What you will do — Every entry below should be written out again exactly.

Segmentation mask data
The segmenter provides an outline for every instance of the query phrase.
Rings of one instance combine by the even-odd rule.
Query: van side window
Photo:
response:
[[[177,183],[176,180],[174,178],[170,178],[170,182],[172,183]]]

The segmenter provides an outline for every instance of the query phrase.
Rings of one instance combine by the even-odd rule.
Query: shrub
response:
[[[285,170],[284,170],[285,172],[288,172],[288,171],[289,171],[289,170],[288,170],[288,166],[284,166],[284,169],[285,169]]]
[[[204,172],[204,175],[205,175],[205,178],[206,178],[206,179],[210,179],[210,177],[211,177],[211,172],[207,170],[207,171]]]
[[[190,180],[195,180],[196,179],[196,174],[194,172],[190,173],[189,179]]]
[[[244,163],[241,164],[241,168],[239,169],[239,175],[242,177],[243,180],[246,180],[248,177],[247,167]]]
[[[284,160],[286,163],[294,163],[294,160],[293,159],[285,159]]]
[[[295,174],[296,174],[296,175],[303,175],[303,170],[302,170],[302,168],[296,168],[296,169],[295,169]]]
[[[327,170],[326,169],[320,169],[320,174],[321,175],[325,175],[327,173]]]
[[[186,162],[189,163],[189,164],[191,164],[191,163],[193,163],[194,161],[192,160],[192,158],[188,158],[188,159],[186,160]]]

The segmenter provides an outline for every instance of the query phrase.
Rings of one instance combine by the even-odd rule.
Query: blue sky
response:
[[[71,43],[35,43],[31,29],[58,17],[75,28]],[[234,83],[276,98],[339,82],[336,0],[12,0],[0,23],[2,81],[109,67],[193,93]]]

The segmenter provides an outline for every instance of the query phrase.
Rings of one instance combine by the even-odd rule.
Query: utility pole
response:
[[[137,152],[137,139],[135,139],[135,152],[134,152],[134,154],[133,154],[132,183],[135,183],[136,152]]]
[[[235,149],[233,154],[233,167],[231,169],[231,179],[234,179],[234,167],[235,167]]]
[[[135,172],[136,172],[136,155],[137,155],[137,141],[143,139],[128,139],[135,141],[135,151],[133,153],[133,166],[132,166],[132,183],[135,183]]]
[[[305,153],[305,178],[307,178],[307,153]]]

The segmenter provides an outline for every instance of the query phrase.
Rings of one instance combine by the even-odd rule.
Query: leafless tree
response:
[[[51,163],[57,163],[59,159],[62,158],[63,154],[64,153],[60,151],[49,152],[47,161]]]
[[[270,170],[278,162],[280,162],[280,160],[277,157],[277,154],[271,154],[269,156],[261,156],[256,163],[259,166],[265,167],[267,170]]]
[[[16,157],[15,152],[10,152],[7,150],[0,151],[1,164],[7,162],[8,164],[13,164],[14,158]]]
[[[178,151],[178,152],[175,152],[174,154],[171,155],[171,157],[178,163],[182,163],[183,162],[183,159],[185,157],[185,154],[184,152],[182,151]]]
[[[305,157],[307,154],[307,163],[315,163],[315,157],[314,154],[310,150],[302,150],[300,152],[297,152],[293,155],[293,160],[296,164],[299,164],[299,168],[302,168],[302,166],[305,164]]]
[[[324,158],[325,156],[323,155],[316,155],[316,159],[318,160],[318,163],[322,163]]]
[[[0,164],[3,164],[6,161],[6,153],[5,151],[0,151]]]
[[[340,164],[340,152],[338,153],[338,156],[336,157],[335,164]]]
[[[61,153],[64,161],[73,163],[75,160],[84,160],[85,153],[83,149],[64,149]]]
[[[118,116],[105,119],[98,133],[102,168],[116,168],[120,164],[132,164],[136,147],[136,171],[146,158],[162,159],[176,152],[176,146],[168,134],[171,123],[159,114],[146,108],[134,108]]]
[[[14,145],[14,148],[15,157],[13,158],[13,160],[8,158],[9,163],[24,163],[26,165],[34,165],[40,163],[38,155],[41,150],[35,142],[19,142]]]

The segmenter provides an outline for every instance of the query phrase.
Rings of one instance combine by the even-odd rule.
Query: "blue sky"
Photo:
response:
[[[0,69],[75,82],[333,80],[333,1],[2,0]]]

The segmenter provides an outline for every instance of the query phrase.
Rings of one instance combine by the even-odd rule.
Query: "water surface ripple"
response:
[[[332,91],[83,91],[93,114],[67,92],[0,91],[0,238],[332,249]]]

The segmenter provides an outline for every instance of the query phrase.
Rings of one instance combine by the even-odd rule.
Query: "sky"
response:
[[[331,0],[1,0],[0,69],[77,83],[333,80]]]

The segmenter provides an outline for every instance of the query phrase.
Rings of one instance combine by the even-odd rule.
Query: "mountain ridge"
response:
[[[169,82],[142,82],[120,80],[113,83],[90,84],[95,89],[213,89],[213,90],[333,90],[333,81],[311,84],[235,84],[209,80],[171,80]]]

Answer box —
The segmenter provides an outline for every instance of the query phrase.
Rings of one instance combine by the even-odd rule.
Query: van side window
Photo:
response:
[[[177,183],[176,180],[174,178],[170,178],[170,182],[172,183]]]

The segmenter provides an outline for every instance of the query phrase.
Rings of one instance combine by the even-odd rule.
Query: shrub
response:
[[[285,170],[284,170],[285,172],[288,172],[288,171],[289,171],[289,170],[288,170],[288,166],[284,166],[284,169],[285,169]]]
[[[204,172],[204,175],[205,175],[205,178],[206,178],[206,179],[210,179],[210,177],[211,177],[211,172],[207,170],[207,171]]]
[[[190,180],[195,180],[196,179],[196,174],[194,172],[190,173],[189,179]]]
[[[244,163],[241,164],[241,168],[239,169],[239,175],[242,177],[243,180],[246,180],[248,177],[247,167]]]
[[[284,160],[286,163],[294,163],[294,160],[293,159],[285,159]]]
[[[295,174],[296,174],[296,175],[303,175],[303,170],[302,170],[302,168],[296,168],[296,169],[295,169]]]
[[[327,170],[326,169],[320,169],[320,174],[321,175],[325,175],[327,173]]]
[[[186,162],[189,163],[189,164],[191,164],[191,163],[193,163],[194,161],[192,160],[192,158],[188,158],[188,159],[186,160]]]

The segmenter provides an outline for every instance of the query phrase.
Rings of one instance combine by the even-odd rule.
Query: blue sky
response:
[[[71,43],[35,43],[31,29],[58,17],[75,28]],[[234,83],[276,98],[339,82],[336,0],[12,0],[0,23],[2,81],[109,67],[193,93]]]

The segmenter provides an outline for every instance of the query phrase.
Rings of one instance combine by the even-odd rule.
Query: utility pole
response:
[[[137,152],[137,139],[135,139],[135,152],[134,152],[134,154],[133,154],[132,183],[135,183],[136,152]]]
[[[235,149],[233,154],[233,167],[231,169],[231,179],[234,179],[234,167],[235,167]]]
[[[135,172],[136,172],[136,155],[137,155],[137,141],[143,139],[128,139],[135,141],[135,151],[133,153],[133,166],[132,166],[132,183],[135,183]]]
[[[305,153],[305,178],[307,178],[307,153]]]

The segmenter provides an outline for every instance of the query phrase.
Rings of one instance combine by the even-odd rule.
Query: leafless tree
response:
[[[51,163],[57,163],[59,159],[62,158],[63,154],[64,153],[60,151],[49,152],[47,161]]]
[[[270,170],[278,162],[280,162],[280,160],[277,157],[277,154],[271,154],[269,156],[261,156],[256,163],[259,166],[265,167],[267,170]]]
[[[16,157],[15,152],[10,152],[7,150],[0,151],[1,164],[7,162],[8,164],[13,164],[14,158]]]
[[[178,151],[178,152],[175,152],[174,154],[171,155],[171,157],[178,163],[182,163],[183,162],[183,159],[185,157],[185,154],[184,152],[182,151]]]
[[[305,157],[307,154],[307,163],[315,163],[315,157],[314,154],[310,150],[302,150],[300,152],[297,152],[293,155],[293,160],[296,164],[299,164],[299,168],[302,168],[302,166],[305,164]]]
[[[324,158],[325,156],[323,155],[316,155],[316,159],[318,160],[318,163],[322,163]]]
[[[0,164],[3,164],[6,161],[6,153],[5,151],[0,151]]]
[[[340,164],[340,152],[338,153],[338,156],[336,157],[335,164]]]
[[[61,153],[64,161],[73,163],[75,160],[84,160],[85,153],[83,149],[64,149]]]
[[[118,116],[105,119],[98,133],[102,168],[116,168],[120,164],[132,164],[136,147],[136,171],[146,158],[162,159],[176,152],[176,146],[168,134],[171,123],[159,114],[146,108],[134,108]]]
[[[14,145],[14,148],[15,157],[13,158],[13,160],[8,158],[9,163],[24,163],[26,165],[34,165],[40,163],[38,155],[41,150],[35,142],[19,142]]]

The segmenter provides an outline for every instance of the query phrase.
Rings of one instance combine by the even-odd rule.
Query: "blue sky"
Photo:
response:
[[[0,69],[75,82],[333,80],[333,1],[2,0]]]

The segmenter provides an outline for every instance of the query phrase.
Rings of one instance combine by the even-odd rule.
Query: "water surface ripple"
response:
[[[332,91],[83,91],[93,114],[67,92],[0,91],[0,238],[332,249]]]

The segmenter provides an outline for every instance of the query phrase.
Rings of one instance combine by the even-odd rule.
Query: "sky"
response:
[[[331,0],[1,0],[0,69],[77,83],[333,80]]]

The segmenter provides an outline for every instance of the query phrase.
Rings of one instance combine by the even-odd rule.
Query: "mountain ridge"
response:
[[[169,82],[142,82],[120,80],[113,83],[90,84],[95,89],[213,89],[213,90],[333,90],[333,81],[311,84],[235,84],[209,80],[171,80]]]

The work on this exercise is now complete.